*Reading passage*:

* BEGIN *

Memorial Day mayhem: Myrtle Beach and Ft. Lauderdale versus UC Santa Barbara killer

Memorial Day mayhem: Myrtle Beach and Ft. Lauderdale versus UC Santa Barbara killer

It looks like the UC-Santa Barbara killer, Elliot Rodger, did manage to rack up the highest body count.  With himself included, he killed seven people in a rampage on Friday, 23 May, as the Memorial Day weekend began (see LU’s coverage here and here).

But an argument can be made that Rodger’s rampage was no more disruptive to the community as a whole than the three murders, five shootings, and seven injuries in Myrtle Beach, South Carolina over the holiday weekend, all of which were linked to a biker rally.

No fatalities, meanwhile, are reported to have come from what turned into a near-riot in Fort Lauderdale, Florida on Monday.  (See here as well.  There was one stabbing; the victim apparently is recovering and declined to cooperate with police or press charges.)  But the beach community there was for hours the scene of a heavily armed lockdown, as police and the Broward County Sheriff sought to disperse a crowd of hundreds of “young people” who had reportedly gathered on the beach to fight.  Balked by the police of their fighting venue, the “young people” began attacking drivers of vehicles on the A1A, and jumping on top of taxicabs.

* END *

*Information given*:
* BEGIN *

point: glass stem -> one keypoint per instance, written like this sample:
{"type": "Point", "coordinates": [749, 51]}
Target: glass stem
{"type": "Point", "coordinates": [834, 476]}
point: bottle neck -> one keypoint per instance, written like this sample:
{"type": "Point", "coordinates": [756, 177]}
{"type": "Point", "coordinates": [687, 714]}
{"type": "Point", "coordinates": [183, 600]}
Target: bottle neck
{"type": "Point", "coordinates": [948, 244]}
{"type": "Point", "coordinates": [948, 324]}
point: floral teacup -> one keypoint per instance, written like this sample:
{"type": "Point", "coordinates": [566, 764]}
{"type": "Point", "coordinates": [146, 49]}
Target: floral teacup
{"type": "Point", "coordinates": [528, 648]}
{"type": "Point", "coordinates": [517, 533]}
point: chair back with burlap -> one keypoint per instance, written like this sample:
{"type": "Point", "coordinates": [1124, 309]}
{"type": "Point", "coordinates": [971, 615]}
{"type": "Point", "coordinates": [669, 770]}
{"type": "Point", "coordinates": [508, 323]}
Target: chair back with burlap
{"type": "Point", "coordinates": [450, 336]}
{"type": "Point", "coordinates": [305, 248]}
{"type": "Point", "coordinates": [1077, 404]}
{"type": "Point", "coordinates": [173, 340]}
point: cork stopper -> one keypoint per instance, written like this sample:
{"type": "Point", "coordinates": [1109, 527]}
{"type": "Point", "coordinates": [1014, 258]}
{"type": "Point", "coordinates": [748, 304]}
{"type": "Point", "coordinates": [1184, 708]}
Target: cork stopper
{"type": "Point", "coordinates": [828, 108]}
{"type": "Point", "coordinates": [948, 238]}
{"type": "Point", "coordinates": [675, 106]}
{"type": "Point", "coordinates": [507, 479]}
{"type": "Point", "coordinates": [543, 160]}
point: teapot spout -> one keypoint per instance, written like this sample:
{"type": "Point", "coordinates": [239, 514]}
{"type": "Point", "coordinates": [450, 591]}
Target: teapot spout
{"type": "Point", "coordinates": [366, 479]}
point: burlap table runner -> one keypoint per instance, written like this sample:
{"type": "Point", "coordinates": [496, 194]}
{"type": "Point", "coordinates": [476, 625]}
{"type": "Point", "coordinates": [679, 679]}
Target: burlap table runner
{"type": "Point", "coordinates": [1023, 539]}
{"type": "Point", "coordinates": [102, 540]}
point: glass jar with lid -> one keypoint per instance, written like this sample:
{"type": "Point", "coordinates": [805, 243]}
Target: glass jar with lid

* END *

*Problem A*: Going by the Memorial Day mayhem post, list each category of incident it reports for Myrtle Beach over the holiday weekend, with its count.
*Problem B*: In the Memorial Day mayhem post, why had the crowd of "young people" reportedly gathered on the Fort Lauderdale beach?
*Problem C*: Continue the Memorial Day mayhem post from its final sentence.

*Task response A*:
- Murders: three
- Shootings: five
- Injuries: seven

*Task response B*: To fight.

*Task response C*:
Five or six years ago, Americans were making fun of the custom among “French youths” of torching cars on New Year’s Eve.  The practice involved recent immigrants from North Africa, all Arabs and black Africans, and all Muslims.  The French media and government authorities ignored that reality, however, always careful to speak as if it might be the scions of Ludovic and the langue d’oeil setting cars on fire around France’s grandes villes.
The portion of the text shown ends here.